Objectives:
1. In the forum thread, what does the original poster name as the only key prerequisite for a place to live?
2. From the forum thread, extract the part that opens with the words containing "# Where is the" and closes with "to functioning businesses.".

Document excerpt:
# Where is the best place in the US and why?



## ShaunMcGowan (Apr 20, 2010)

Hi Guys,

I'm a webtrepreneur, which means I buy domain names and either flip them or develop them in to functioning businesses.

This means I can do my job anywhere.

I want to move to the US, I'm 26, and want to get involved and live the "American" way of life for a few months.

Everyone always says New York, but I'll know I will get there one day, I want to live the American way of life which I'm not sure is as possible in New York due to the large International community, much like London (where I have lived), so without going to the Midwest, where is a great place to live...

Key prerequisites for me is only an internet connection!

Suggest and reason why please!


----------



## Bevdeforges (Nov 16, 2007)

Webtrepreneur or not, you're going to have a significant problem securing a working visa for the US. (And really now, can you actually get involved in the American way of life without paying taxes and rent and all those other fun things?)

Supplied information:

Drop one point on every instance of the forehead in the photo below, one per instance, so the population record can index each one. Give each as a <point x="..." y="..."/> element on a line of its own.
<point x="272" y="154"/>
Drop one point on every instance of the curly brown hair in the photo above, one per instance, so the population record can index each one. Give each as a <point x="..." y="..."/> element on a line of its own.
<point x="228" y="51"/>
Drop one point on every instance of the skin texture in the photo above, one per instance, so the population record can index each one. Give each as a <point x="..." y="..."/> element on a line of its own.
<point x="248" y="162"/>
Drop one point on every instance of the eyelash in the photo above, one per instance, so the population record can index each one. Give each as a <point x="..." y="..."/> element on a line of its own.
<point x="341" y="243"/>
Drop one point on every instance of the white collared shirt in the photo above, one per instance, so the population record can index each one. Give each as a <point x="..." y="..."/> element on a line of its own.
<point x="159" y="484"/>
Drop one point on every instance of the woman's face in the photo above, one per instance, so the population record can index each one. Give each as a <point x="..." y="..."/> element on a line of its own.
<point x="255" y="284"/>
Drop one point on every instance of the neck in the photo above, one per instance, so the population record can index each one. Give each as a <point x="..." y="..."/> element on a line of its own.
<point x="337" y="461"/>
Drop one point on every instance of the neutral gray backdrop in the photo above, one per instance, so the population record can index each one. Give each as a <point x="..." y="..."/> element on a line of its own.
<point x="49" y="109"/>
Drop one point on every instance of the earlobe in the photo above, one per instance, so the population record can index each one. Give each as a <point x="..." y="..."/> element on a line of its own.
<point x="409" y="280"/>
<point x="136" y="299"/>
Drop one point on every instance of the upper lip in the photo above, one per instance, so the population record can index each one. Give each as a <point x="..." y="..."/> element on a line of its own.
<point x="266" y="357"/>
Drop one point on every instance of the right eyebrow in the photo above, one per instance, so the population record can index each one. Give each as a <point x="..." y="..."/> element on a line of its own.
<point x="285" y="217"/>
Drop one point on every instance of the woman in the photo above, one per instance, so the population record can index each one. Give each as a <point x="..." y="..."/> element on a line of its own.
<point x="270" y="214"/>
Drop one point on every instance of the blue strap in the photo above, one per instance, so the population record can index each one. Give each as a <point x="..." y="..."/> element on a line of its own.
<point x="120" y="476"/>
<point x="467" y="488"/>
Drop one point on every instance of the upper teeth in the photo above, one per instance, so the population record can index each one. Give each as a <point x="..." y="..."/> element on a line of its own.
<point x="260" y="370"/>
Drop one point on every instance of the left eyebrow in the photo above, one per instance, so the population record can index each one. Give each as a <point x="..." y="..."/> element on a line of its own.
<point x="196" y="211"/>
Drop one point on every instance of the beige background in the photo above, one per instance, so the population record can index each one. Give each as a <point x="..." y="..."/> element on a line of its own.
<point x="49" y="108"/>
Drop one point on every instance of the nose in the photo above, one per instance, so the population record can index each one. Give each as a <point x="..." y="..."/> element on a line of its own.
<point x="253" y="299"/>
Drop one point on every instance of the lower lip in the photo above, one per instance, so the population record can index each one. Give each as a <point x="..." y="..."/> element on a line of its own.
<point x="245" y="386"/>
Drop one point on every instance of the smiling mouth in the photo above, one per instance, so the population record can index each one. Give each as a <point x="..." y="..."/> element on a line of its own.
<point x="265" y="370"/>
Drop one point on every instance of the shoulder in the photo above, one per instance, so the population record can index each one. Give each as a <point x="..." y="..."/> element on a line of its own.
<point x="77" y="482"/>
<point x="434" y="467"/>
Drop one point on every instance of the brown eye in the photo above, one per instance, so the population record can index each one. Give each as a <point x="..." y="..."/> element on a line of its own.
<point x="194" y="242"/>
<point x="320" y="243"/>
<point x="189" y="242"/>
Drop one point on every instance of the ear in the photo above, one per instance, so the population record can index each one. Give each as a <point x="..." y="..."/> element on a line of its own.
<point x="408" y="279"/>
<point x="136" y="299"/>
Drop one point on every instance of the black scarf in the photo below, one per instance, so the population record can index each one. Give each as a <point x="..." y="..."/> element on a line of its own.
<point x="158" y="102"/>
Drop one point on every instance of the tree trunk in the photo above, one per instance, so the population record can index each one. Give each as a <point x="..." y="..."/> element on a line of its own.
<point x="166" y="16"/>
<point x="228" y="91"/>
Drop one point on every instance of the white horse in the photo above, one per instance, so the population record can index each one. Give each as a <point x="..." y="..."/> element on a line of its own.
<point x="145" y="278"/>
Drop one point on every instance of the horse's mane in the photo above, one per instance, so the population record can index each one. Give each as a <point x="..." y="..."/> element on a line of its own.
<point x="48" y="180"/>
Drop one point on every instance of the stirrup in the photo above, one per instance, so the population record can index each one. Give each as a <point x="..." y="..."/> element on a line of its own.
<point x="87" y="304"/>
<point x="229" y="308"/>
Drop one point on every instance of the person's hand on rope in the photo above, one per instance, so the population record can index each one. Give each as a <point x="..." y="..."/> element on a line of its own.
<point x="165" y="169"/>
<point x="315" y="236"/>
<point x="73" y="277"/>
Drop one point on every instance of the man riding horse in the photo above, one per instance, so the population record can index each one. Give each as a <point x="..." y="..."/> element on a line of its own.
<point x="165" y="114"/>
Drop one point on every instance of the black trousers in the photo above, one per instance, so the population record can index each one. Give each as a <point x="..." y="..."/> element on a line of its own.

Answer set:
1. An internet connection.

2.
# Where is the best place in the US and why?



## ShaunMcGowan (Apr 20, 2010)

Hi Guys,

I'm a webtrepreneur, which means I buy domain names and either flip them or develop them in to functioning businesses.